◆ **What you will do**: Please copy all of the records below line for line, changing nothing and leaving nothing out.

------------

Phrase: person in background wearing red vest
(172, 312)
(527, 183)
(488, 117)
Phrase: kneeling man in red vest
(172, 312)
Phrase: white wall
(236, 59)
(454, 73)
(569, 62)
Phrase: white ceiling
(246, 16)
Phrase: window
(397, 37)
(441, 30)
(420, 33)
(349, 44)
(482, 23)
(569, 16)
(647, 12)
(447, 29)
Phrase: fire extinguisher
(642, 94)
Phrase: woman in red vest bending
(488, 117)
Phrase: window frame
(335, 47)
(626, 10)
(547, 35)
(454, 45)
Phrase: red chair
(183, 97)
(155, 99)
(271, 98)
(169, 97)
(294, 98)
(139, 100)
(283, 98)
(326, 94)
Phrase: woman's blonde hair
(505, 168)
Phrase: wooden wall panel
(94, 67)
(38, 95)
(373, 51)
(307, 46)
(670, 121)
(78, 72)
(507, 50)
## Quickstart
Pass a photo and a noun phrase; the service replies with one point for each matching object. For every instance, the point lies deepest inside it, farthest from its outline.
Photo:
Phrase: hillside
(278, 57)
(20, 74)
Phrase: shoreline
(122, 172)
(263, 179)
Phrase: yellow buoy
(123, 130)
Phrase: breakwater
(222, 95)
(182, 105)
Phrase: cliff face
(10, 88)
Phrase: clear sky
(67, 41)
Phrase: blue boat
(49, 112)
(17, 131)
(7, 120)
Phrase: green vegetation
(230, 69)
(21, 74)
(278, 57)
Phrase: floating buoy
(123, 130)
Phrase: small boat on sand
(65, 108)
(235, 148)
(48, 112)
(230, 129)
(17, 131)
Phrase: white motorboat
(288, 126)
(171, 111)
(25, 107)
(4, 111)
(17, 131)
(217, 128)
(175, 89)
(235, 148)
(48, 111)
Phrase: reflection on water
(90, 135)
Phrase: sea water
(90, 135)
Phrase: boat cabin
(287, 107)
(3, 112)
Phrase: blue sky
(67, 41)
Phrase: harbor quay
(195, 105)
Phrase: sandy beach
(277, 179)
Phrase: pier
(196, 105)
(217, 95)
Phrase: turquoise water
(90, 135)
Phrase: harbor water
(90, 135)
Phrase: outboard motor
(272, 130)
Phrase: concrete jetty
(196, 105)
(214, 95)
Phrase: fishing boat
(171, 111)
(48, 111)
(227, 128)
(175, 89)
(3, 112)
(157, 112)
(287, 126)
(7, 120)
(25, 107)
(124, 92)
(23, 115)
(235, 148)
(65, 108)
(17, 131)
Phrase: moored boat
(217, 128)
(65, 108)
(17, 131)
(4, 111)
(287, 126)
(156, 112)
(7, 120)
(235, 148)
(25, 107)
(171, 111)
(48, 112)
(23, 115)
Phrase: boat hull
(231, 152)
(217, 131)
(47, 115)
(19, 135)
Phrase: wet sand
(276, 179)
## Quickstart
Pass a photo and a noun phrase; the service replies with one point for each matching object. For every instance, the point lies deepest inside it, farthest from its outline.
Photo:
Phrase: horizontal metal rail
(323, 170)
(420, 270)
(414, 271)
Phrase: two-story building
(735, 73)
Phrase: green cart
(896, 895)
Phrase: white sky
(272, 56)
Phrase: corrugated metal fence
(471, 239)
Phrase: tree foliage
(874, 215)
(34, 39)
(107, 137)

------------

◆ **Exercise answer**:
Phrase: person in background wearing red vest
(172, 312)
(527, 183)
(488, 117)
Phrase: kneeling man in red vest
(172, 312)
Phrase: white wall
(236, 59)
(454, 73)
(569, 62)
Phrase: white ceiling
(246, 16)
Phrase: window
(397, 37)
(441, 30)
(420, 33)
(349, 44)
(482, 23)
(569, 16)
(647, 12)
(447, 29)
Phrase: fire extinguisher
(642, 94)
Phrase: woman in red vest bending
(488, 117)
Phrase: window frame
(335, 47)
(626, 10)
(547, 35)
(454, 45)
Phrase: red chair
(183, 97)
(155, 99)
(271, 98)
(169, 97)
(294, 98)
(139, 100)
(283, 98)
(326, 94)
Phrase: woman's blonde hair
(505, 168)
Phrase: wooden wall panel
(94, 67)
(38, 95)
(373, 51)
(307, 46)
(670, 121)
(78, 72)
(507, 50)
## Quickstart
Pass a photo and a noun phrase; the service replies with one point for each matching object. For every instance, the point lies deepest inside it, farthest from its outline.
Photo:
Phrase: hillside
(278, 57)
(20, 74)
Phrase: shoreline
(122, 172)
(263, 179)
Phrase: yellow buoy
(123, 130)
Phrase: breakwater
(222, 95)
(182, 105)
Phrase: cliff face
(10, 88)
Phrase: clear sky
(67, 41)
Phrase: blue boat
(49, 112)
(17, 131)
(7, 120)
Phrase: green vegetation
(230, 69)
(21, 74)
(278, 57)
Phrase: floating buoy
(123, 130)
Phrase: small boat on sand
(65, 108)
(235, 148)
(48, 112)
(230, 129)
(17, 131)
Phrase: white motorboat
(288, 126)
(171, 111)
(25, 107)
(4, 111)
(17, 131)
(217, 128)
(175, 89)
(235, 148)
(48, 111)
Phrase: reflection on water
(90, 135)
Phrase: sea water
(90, 135)
Phrase: boat cabin
(287, 107)
(3, 112)
Phrase: blue sky
(67, 41)
Phrase: harbor quay
(195, 105)
Phrase: sandy beach
(277, 179)
Phrase: pier
(196, 105)
(217, 95)
Phrase: turquoise water
(90, 135)
Phrase: harbor water
(90, 135)
Phrase: outboard motor
(272, 130)
Phrase: concrete jetty
(196, 105)
(214, 95)
Phrase: fishing boat
(171, 111)
(48, 111)
(227, 128)
(175, 89)
(3, 112)
(157, 112)
(287, 126)
(7, 120)
(25, 107)
(124, 92)
(23, 115)
(235, 148)
(65, 108)
(17, 131)
Phrase: moored boat
(217, 128)
(65, 108)
(17, 131)
(4, 111)
(287, 126)
(156, 112)
(7, 120)
(235, 148)
(25, 107)
(171, 111)
(48, 112)
(23, 115)
Phrase: boat hull
(231, 152)
(217, 131)
(47, 115)
(19, 135)
Phrase: wet sand
(276, 179)
## Quickstart
Pass a photo and a noun phrase; the service replies with one point for each matching object. For every instance, the point lies deepest inside it, farthest from its outline.
Photo:
Phrase: horizontal metal rail
(323, 170)
(420, 270)
(414, 271)
Phrase: two-story building
(735, 73)
Phrase: green cart
(896, 895)
Phrase: white sky
(272, 56)
Phrase: corrugated metal fence
(471, 239)
Phrase: tree foliage
(874, 215)
(34, 39)
(107, 137)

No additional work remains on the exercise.